### [Exercise goal]
In your answer, copy every entry that follows exactly.

+++ Extracted data +++

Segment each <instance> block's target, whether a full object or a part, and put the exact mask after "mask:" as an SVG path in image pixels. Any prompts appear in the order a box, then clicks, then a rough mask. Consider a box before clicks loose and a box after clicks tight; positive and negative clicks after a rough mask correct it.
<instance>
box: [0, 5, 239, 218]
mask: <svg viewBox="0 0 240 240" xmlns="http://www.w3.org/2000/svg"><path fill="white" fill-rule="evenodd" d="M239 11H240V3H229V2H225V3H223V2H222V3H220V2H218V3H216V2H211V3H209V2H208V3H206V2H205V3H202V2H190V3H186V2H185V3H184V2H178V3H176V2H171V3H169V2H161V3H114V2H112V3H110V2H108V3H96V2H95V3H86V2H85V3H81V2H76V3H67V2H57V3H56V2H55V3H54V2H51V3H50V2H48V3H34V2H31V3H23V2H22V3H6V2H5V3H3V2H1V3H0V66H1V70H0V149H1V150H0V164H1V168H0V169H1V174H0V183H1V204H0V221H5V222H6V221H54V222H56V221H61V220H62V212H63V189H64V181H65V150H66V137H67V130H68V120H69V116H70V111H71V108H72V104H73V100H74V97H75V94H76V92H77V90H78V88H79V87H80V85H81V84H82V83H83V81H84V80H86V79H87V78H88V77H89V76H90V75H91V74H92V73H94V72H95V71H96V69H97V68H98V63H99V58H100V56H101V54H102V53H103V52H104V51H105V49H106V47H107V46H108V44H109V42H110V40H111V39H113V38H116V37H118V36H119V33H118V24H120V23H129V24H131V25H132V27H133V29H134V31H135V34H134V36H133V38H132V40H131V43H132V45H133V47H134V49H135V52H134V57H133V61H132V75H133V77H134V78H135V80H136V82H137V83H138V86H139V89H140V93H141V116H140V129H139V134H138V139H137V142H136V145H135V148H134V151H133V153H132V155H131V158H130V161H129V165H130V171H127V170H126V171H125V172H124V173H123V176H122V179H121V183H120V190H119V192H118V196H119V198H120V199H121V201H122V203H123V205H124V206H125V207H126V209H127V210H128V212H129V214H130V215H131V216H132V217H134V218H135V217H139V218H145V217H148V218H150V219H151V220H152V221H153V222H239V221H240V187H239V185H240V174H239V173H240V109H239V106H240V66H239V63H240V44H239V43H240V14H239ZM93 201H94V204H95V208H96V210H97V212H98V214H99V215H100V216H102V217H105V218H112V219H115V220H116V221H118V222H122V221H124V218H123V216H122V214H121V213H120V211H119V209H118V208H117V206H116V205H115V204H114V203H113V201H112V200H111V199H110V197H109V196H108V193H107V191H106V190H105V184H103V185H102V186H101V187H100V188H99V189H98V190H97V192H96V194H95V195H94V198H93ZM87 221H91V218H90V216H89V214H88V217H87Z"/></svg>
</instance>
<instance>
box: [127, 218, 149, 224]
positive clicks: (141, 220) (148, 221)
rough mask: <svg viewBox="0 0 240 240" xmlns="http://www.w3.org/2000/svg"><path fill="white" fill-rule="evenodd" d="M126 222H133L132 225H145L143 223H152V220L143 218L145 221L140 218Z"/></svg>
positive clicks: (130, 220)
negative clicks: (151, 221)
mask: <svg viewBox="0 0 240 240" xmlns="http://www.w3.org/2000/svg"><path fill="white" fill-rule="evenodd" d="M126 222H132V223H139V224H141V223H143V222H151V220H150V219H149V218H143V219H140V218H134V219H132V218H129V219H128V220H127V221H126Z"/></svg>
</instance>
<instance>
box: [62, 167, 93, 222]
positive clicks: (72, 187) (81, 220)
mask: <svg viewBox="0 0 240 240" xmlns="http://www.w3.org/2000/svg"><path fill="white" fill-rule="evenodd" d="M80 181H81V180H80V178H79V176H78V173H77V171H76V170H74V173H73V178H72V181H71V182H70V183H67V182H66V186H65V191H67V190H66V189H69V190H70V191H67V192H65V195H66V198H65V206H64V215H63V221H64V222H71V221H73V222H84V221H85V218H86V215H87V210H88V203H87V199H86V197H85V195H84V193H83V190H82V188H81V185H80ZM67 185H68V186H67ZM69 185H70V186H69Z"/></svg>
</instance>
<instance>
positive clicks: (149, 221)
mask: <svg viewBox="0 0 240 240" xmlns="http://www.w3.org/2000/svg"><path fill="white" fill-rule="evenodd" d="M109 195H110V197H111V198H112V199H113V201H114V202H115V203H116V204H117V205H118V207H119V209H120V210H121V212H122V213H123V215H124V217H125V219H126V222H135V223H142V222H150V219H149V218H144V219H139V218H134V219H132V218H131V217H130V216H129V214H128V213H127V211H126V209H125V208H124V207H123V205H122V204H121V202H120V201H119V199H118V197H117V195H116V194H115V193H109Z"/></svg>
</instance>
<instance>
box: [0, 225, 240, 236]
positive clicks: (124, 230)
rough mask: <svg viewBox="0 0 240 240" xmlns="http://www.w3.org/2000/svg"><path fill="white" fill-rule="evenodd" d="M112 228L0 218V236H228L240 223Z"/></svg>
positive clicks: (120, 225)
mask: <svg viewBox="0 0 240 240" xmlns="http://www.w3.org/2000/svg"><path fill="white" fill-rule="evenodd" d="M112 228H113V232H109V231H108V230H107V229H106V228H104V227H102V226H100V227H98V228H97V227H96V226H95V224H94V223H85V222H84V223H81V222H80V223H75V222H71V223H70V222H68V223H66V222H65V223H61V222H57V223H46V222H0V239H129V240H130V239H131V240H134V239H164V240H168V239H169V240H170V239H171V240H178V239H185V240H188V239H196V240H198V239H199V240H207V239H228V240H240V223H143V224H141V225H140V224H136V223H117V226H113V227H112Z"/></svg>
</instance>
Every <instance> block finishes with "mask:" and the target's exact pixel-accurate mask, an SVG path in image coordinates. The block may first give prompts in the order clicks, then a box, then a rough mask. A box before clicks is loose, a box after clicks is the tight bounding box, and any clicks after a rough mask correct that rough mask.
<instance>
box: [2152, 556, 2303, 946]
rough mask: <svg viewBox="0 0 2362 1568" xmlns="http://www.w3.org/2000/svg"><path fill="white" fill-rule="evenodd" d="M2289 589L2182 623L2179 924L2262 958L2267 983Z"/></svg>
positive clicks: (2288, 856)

+++

### [Task response]
Segment each <instance> block's target, whether a full object or a part, and put the exact mask after "mask:" as an SVG path in image pixels. Any prompts appear in the order a box, then clicks, then a rough mask. Consider a box before clicks loose and a box after clicks tight; positive and negative clicks after a rough mask correct it.
<instance>
box: [0, 5, 239, 218]
mask: <svg viewBox="0 0 240 240" xmlns="http://www.w3.org/2000/svg"><path fill="white" fill-rule="evenodd" d="M239 11H240V3H229V2H225V3H223V2H222V3H220V2H218V3H216V2H211V3H209V2H208V3H206V2H205V3H202V2H190V3H186V2H185V3H184V2H178V3H176V2H171V3H169V2H161V3H114V2H112V3H110V2H108V3H96V2H95V3H86V2H85V3H81V2H76V3H67V2H57V3H56V2H55V3H54V2H51V3H50V2H48V3H34V2H31V3H23V2H22V3H6V2H5V3H3V2H1V3H0V66H1V70H0V149H1V150H0V164H1V168H0V169H1V174H0V183H1V204H0V221H5V222H6V221H54V222H56V221H61V220H62V212H63V189H64V181H65V150H66V137H67V130H68V120H69V116H70V111H71V108H72V104H73V100H74V97H75V94H76V92H77V90H78V88H79V87H80V85H81V84H82V83H83V81H84V80H86V79H87V78H88V77H89V76H90V75H91V74H92V73H94V72H95V71H96V69H97V68H98V63H99V58H100V56H101V54H102V53H103V52H104V51H105V49H106V47H107V46H108V44H109V42H110V40H111V39H113V38H116V37H118V36H119V33H118V24H120V23H129V24H131V25H132V27H133V29H134V31H135V34H134V36H133V38H132V40H131V43H132V45H133V47H134V49H135V52H134V57H133V61H132V75H133V77H134V78H135V80H136V82H137V83H138V86H139V89H140V93H141V116H140V129H139V134H138V139H137V142H136V145H135V148H134V151H133V153H132V155H131V158H130V161H129V165H130V171H127V170H126V171H125V172H124V173H123V176H122V179H121V183H120V190H119V192H118V196H119V198H120V199H121V201H122V203H123V205H124V206H125V207H126V209H127V210H128V212H129V214H130V215H131V216H132V217H134V218H135V217H139V218H145V217H148V218H150V219H151V220H152V221H153V222H239V221H240V187H239V185H240V174H239V173H240V109H239V106H240V66H239V63H240V44H239V43H240V14H239ZM93 201H94V204H95V208H96V210H97V212H98V214H99V215H100V216H102V217H105V218H112V219H115V220H116V221H118V222H122V221H124V218H123V216H122V214H121V213H120V211H119V209H118V208H117V206H116V205H115V204H114V203H113V201H112V200H111V199H110V197H109V196H108V193H107V191H106V190H105V184H103V185H102V186H101V187H100V188H99V189H98V190H97V192H96V194H95V195H94V198H93ZM87 221H91V218H90V216H89V214H88V217H87Z"/></svg>
</instance>
<instance>
box: [127, 218, 149, 224]
positive clicks: (141, 220) (148, 221)
rough mask: <svg viewBox="0 0 240 240" xmlns="http://www.w3.org/2000/svg"><path fill="white" fill-rule="evenodd" d="M126 222H133L132 225H145L143 223H152V220L143 218L145 221L140 218Z"/></svg>
positive clicks: (130, 220)
negative clicks: (151, 221)
mask: <svg viewBox="0 0 240 240" xmlns="http://www.w3.org/2000/svg"><path fill="white" fill-rule="evenodd" d="M126 222H132V223H139V224H141V223H143V222H151V220H150V219H149V218H143V219H140V218H134V219H132V218H129V219H128V220H127V221H126Z"/></svg>
</instance>
<instance>
box: [62, 167, 93, 222]
positive clicks: (72, 187) (81, 220)
mask: <svg viewBox="0 0 240 240" xmlns="http://www.w3.org/2000/svg"><path fill="white" fill-rule="evenodd" d="M80 181H81V180H80V178H79V176H78V173H77V171H76V170H74V173H73V178H72V181H71V182H70V183H67V182H66V186H65V191H67V190H66V189H69V190H70V191H67V192H65V195H66V198H65V206H64V215H63V221H64V222H71V221H73V222H84V221H85V218H86V215H87V210H88V203H87V199H86V197H85V195H84V193H83V190H82V188H81V185H80ZM67 185H68V186H67ZM69 185H70V186H69Z"/></svg>
</instance>
<instance>
positive clicks: (149, 221)
mask: <svg viewBox="0 0 240 240" xmlns="http://www.w3.org/2000/svg"><path fill="white" fill-rule="evenodd" d="M109 195H110V197H111V198H112V199H113V201H114V202H115V203H116V204H117V205H118V207H119V209H120V210H121V212H122V213H123V215H124V217H125V219H126V222H135V223H142V222H150V219H149V218H144V219H139V218H134V219H132V218H131V217H130V216H129V214H128V213H127V211H126V209H125V208H124V207H123V205H122V204H121V202H120V201H119V199H118V197H117V195H116V194H115V193H109Z"/></svg>
</instance>
<instance>
box: [0, 225, 240, 236]
positive clicks: (124, 230)
rough mask: <svg viewBox="0 0 240 240" xmlns="http://www.w3.org/2000/svg"><path fill="white" fill-rule="evenodd" d="M112 228L0 218V236H228L240 223Z"/></svg>
positive clicks: (120, 225)
mask: <svg viewBox="0 0 240 240" xmlns="http://www.w3.org/2000/svg"><path fill="white" fill-rule="evenodd" d="M112 228H113V232H109V231H108V230H107V229H106V228H104V227H102V226H100V227H98V228H97V227H96V226H95V224H94V223H85V222H84V223H81V222H80V223H75V222H71V223H70V222H68V223H66V222H65V223H61V222H57V223H46V222H0V239H129V240H130V239H131V240H134V239H164V240H168V239H169V240H170V239H171V240H178V239H185V240H188V239H196V240H198V239H199V240H207V239H228V240H240V223H143V224H141V225H140V224H136V223H117V226H113V227H112Z"/></svg>
</instance>
Every <instance> block finishes with "mask:" and the target's exact pixel-accurate mask, an SVG path in image coordinates. The block may first give prompts in the order clicks, then a box, then a rough mask. A box before clicks is loose, a box after clicks is the tight bounding box, and any clicks after a rough mask correct that rough mask.
<instance>
box: [2152, 556, 2303, 946]
rough mask: <svg viewBox="0 0 2362 1568" xmlns="http://www.w3.org/2000/svg"><path fill="white" fill-rule="evenodd" d="M2289 589L2182 623L2179 924L2262 958L2267 983Z"/></svg>
positive clicks: (2288, 856)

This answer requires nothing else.